• Exercise task:
Print the entire listing. Each line must match the original exactly.

• Provided information:
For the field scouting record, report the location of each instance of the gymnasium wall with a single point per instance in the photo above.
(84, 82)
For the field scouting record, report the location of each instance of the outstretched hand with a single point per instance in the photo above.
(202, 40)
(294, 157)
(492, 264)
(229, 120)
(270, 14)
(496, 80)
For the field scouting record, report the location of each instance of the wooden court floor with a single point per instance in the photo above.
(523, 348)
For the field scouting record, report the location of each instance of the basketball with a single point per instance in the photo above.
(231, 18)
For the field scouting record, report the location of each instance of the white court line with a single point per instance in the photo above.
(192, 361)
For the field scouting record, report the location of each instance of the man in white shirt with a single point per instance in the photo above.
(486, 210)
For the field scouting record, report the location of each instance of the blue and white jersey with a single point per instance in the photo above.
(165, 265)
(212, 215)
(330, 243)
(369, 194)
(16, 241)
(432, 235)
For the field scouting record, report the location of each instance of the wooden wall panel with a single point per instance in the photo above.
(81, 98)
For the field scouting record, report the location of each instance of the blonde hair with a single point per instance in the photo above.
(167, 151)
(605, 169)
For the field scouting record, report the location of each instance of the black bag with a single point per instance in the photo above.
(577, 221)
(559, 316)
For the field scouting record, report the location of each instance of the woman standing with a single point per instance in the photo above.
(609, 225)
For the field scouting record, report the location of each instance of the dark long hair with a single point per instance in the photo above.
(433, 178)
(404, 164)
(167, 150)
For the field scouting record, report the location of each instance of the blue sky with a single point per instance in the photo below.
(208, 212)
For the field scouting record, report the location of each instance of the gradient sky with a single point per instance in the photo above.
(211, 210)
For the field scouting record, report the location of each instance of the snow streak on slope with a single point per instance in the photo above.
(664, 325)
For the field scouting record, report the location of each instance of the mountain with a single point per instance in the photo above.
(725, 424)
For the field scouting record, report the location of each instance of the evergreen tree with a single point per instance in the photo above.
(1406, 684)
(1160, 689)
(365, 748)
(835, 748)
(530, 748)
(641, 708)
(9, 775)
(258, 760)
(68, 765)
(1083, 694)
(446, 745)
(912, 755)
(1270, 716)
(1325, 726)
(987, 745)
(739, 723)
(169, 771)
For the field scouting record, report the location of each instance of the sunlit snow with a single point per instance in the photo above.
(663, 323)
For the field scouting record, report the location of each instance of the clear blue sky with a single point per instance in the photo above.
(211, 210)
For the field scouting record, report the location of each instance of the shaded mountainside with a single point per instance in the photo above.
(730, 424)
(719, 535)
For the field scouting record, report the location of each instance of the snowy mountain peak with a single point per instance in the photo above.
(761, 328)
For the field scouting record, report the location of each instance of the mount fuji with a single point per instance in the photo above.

• Answer to this exercise:
For the field scouting record, report the location of each instance of the gymnasium wall with a single point per instance in the photo above.
(84, 82)
For the field scouting record, report the location of each instance of the outstretched hand with a single point per instance in the photo above.
(202, 40)
(294, 157)
(492, 264)
(229, 120)
(270, 14)
(496, 80)
For the field scouting record, report the location of each instance of the wooden court floor with a single point per instance in the photo above.
(523, 348)
For the field scouting record, report the location of each instance of the basketball with a single point per instance in the photo above.
(231, 18)
For the field scouting record, report the location of each instance of the white court line with a single point per instance in the photo above.
(192, 361)
For the field scouting record, report the location of each instance of the man in white shirt with a single point per instance in the photo above.
(486, 210)
For the field scouting record, report the location of each instance of the blue and white jersey with a single point per instance in the photo above.
(165, 265)
(212, 215)
(330, 243)
(369, 194)
(16, 241)
(432, 235)
For the field scouting record, report the location of each instance of the wooden wall panel with a single point per instance in the photo above.
(81, 98)
For the field scouting record, report the location of each instance of the blonde hair with a single point per instance in the photo above.
(167, 151)
(605, 169)
For the field scouting record, report the location of each instance of the black bag with a single point per instance in the photo above.
(577, 221)
(559, 316)
For the field scouting record, report the location of each instance of the woman standing with a single point per instance in the photo above.
(609, 225)
For the field scouting record, report the location of each instance of the dark long hair with a single point per instance in the photo above.
(433, 178)
(404, 164)
(167, 150)
For the field scouting record, report the location of each instance of the blue sky with a single point per instance in the photo below.
(208, 212)
For the field scouting record, report the location of each instance of the gradient sky with a single point per instance in the photo above.
(211, 210)
For the field scouting record, report the location of each instance of the snow streak on slope with a single point per instance in the photo above.
(664, 325)
For the field scouting record, report the location of each instance of the mountain with a single point per instance in the photo above.
(725, 424)
For the field scouting record, report the location of each instance of the evergreen tree with a single point per instance in the photo above.
(1406, 684)
(1160, 689)
(365, 748)
(835, 748)
(530, 748)
(641, 708)
(9, 775)
(258, 760)
(68, 765)
(1083, 694)
(446, 745)
(912, 755)
(1270, 716)
(1325, 726)
(987, 745)
(739, 723)
(169, 771)
For the field scouting record, report the location of each instance of the sunlit snow with a single point per instance in the photo above.
(663, 323)
For the field scouting record, report the location of each instance of the clear blue sky with a single point per instance in the photo above.
(211, 210)
For the field scouting record, report the location of each instance of the shaded mountainside with a single point per instance in the photo above.
(730, 424)
(719, 535)
For the field scouting record, report the location of each instance of the snowy mountain peak with a single point per instance in the photo above.
(761, 328)
For the field scouting record, report the location of each instance of the mount fuji with a single point per instance in the photo above.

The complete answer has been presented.